Compilation album by The Walker Brothers
- Released: 3 September 2001
- Recorded: 1975–1978
- Genres: Pop, country, rock, art rock
- Length: 76:57
- Label: Columbia Records
- Producers: Scott Walker, Geoff Calver, Dave MacRae

The Walker Brothers chronology
| No Regrets – The Best of Scott Walker and The Walker Brothers 1965–1976 (1992) | If You Could Hear Me Now (2001) | Everything Under The Sun – The Complete Recordings (2006) |

= If You Could Hear Me Now =

If You Could Hear Me Now is a compilation album by the American pop group The Walker Brothers. It was released in 2001. The album compiles material by the group from their 1970s reunion albums; No Regrets, Lines and Nite Flights. The compilation includes seven previously unreleased outtakes from these albums. All of these seven tracks were later included on the expansive Walker Brothers box set Everything Under the Sun – The Complete Recordings in 2006.

Of the new material the original John Walker composition "The Ballad" and Scott Walker's unfinished disco-infused instrumental "Tokyo Rimshot", both from the Nite Flights sessions, are the most notable.

* **DATA SECTION**
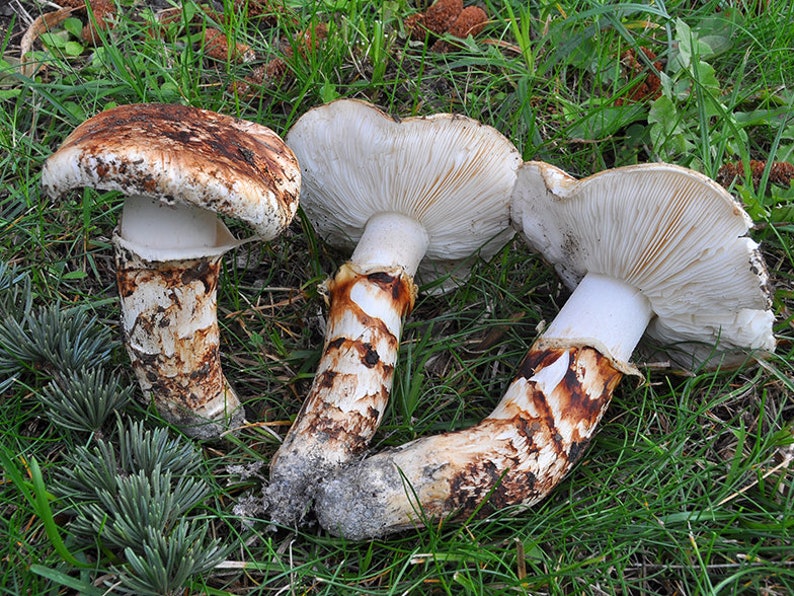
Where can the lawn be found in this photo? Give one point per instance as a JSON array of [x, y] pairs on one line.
[[688, 485]]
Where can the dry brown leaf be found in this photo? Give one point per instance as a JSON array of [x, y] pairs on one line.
[[41, 25]]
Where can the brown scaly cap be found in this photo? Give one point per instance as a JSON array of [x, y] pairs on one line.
[[181, 154]]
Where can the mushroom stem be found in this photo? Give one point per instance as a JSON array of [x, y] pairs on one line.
[[169, 319], [605, 313], [513, 457], [390, 241], [150, 223], [368, 302], [528, 443]]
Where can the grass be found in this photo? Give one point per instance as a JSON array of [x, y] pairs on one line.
[[686, 489]]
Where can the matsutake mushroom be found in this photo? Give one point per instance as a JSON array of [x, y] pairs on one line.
[[432, 190], [177, 167], [653, 249]]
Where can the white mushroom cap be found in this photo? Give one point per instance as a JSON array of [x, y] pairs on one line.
[[451, 174], [182, 155], [670, 232]]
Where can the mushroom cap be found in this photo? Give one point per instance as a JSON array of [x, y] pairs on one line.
[[182, 154], [671, 232], [450, 173]]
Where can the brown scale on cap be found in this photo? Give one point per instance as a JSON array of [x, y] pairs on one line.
[[347, 400], [179, 168], [125, 149], [516, 456]]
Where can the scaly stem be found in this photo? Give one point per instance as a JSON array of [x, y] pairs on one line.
[[369, 298]]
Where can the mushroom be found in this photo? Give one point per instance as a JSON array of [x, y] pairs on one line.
[[432, 189], [654, 249], [177, 167]]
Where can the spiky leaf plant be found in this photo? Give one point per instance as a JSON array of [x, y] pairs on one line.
[[134, 449], [83, 401], [52, 340], [135, 498], [164, 564]]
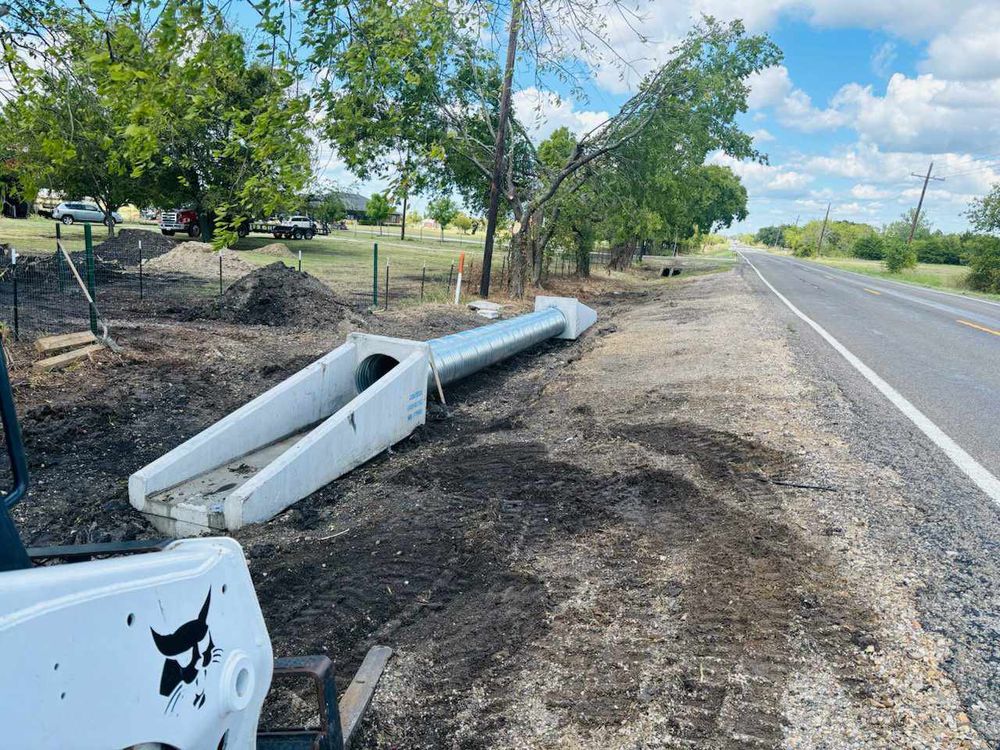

* **TASK SET**
• 1. According to the If You Could Hear Me Now article, how many previously unreleased outtakes does the compilation include?
• 2. From the If You Could Hear Me Now article, reproduce the passage that begins at the words "The Walker Brothers chronology" and ends after the words "the most notable.".

* **CORRECT ANSWERS**
• 1. Seven.

• 2.
The Walker Brothers chronology
| No Regrets – The Best of Scott Walker and The Walker Brothers 1965–1976 (1992) | If You Could Hear Me Now (2001) | Everything Under The Sun – The Complete Recordings (2006) |

= If You Could Hear Me Now =

If You Could Hear Me Now is a compilation album by the American pop group The Walker Brothers. It was released in 2001. The album compiles material by the group from their 1970s reunion albums; No Regrets, Lines and Nite Flights. The compilation includes seven previously unreleased outtakes from these albums. All of these seven tracks were later included on the expansive Walker Brothers box set Everything Under the Sun – The Complete Recordings in 2006.

Of the new material the original John Walker composition "The Ballad" and Scott Walker's unfinished disco-infused instrumental "Tokyo Rimshot", both from the Nite Flights sessions, are the most notable.